_About this exercise_. Give back only the line containing "Query: pale blue sky" and every line after it through the end of the data below, transcribed exactly.

_Records for processing_.
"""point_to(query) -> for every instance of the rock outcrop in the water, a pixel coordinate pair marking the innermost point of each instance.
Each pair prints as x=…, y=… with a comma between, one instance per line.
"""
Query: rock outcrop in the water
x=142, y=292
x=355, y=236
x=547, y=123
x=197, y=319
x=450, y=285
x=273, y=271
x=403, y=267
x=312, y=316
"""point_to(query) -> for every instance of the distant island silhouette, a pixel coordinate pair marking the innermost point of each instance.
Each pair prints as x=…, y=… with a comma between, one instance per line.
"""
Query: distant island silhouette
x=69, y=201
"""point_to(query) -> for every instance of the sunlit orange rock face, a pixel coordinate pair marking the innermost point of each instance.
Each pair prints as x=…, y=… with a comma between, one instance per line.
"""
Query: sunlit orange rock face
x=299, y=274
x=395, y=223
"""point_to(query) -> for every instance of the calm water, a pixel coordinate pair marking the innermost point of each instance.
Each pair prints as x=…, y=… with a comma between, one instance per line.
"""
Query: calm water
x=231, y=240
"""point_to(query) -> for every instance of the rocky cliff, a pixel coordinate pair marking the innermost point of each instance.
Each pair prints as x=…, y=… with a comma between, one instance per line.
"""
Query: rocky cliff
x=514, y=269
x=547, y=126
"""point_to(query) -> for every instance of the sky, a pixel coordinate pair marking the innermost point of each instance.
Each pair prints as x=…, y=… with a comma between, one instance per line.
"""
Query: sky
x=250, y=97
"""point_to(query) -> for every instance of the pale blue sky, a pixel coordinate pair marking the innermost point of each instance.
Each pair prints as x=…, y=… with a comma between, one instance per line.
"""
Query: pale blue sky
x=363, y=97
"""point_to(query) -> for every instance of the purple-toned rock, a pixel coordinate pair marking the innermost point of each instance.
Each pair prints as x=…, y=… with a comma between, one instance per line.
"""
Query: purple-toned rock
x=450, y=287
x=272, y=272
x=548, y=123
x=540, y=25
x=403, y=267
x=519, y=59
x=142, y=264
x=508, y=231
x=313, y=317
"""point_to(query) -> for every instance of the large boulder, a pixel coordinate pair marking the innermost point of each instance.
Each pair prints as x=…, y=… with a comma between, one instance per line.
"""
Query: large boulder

_Task result_.
Query: pale blue sky
x=363, y=97
"""point_to(query) -> for every instance of the purple-toned rock, a pixel coordinate pair marking the innermost point of each instance.
Each pair prints as x=…, y=… with a comma between, one instance per line.
"""
Query: purple-toned rock
x=450, y=287
x=272, y=272
x=548, y=123
x=540, y=25
x=403, y=267
x=519, y=59
x=142, y=264
x=508, y=231
x=313, y=317
"""point_to(query) -> for every instance of the large boulder, a pixel coordinate pair marking the innermost point of each instance.
Each pair prints as x=…, y=… with a comma between, one instance per line.
"""
Query: large boulder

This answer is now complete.